- _Document passage_
—————

| 12345678910111213141516171819202122232425262728293031323334 |
- [/==============================================================================
- Copyright (C) 2001-2010 Joel de Guzman
- Copyright (C) 2001-2005 Dan Marsden
- Copyright (C) 2001-2010 Thomas Heller
- Distributed under the Boost Software License, Version 1.0. (See accompanying
- file LICENSE_1_0.txt or copy at http://www.boost.org/LICENSE_1_0.txt)
- ===============================================================================/]
- [section Introduction]
- [$images/banner.png]
- The Phoenix library enables FP techniques such as higher order functions,
- /lambda/ (unnamed functions), /currying/ (partial function application) and lazy
- evaluation in C++. The focus is more on usefulness and practicality than purity,
- elegance and strict adherence to FP principles.
- FP is a programming discipline that is not at all tied to a specific language.

—————

Named-object pointing records:
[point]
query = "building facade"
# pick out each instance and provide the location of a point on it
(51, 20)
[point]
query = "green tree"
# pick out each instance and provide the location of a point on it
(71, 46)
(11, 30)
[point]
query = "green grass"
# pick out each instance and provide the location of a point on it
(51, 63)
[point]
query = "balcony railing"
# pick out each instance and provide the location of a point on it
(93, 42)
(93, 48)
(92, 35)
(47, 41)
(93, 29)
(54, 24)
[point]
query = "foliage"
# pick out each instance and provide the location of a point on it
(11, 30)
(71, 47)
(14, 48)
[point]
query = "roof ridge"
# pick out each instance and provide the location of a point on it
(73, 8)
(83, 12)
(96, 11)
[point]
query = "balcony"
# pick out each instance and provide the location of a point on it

—————

- _To-do list_
- 1) According to the Phoenix library introduction, what is the library's focus more on than purity, elegance and strict adherence to FP principles?
- 2) Continue the Phoenix library introduction from the point where it stops.

- _Responses_
- 1) Usefulness and practicality.

- 2)
- FP as a programming discipline can, in fact, be applied to many programming
- languages. In the realm of C++ for instance, we are seeing more FP techniques
- being applied. C++ is sufficiently rich to support at least some of the most
- important facets of FP. C++ is a multiparadigm programming language. It is not
- only procedural. It is not only object oriented. Beneath the core of the
- standard C++ library, a closer look into STL gives us a glimpse of FP already in
- place. It is obvious that the authors of STL know and practice FP. In the near
- future, we shall surely see more FP trickle down into the mainstream.
- The truth is, most of the FP techniques can coexist quite well with the standard
- object oriented and imperative programming paradigms. When we are using STL
- algorithms and functors (function objects) for example, we are already doing FP.
- Phoenix is an evolutionary next step.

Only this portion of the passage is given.